— RECORDS FOR THE EXERCISE —
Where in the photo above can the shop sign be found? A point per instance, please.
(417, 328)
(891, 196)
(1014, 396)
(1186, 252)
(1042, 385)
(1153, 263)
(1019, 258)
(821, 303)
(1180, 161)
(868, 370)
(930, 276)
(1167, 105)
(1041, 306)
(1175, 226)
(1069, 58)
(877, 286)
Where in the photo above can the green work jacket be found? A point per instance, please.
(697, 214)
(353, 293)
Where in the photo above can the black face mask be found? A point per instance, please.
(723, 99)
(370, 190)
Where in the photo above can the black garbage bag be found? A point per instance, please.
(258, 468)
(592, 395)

— WHAT IS BEING ASKED —
What you should produce is an exact copy of the records above.

— RESPONSE TO THIS TASK —
Where in the photo above can the shop sign be found? A point per instance, please.
(417, 328)
(891, 196)
(1014, 396)
(1186, 252)
(1042, 385)
(1153, 263)
(1019, 258)
(821, 303)
(1180, 161)
(868, 370)
(930, 276)
(1167, 105)
(1041, 306)
(1175, 226)
(1069, 58)
(877, 286)
Where in the photo above can the green work jacket be found? A point per instance, please.
(697, 214)
(353, 293)
Where in the photo above can the black face mask be found? A point per instance, please.
(723, 99)
(370, 190)
Where in the photo above can the black garbage bag be found? A point per instance, please.
(258, 468)
(592, 395)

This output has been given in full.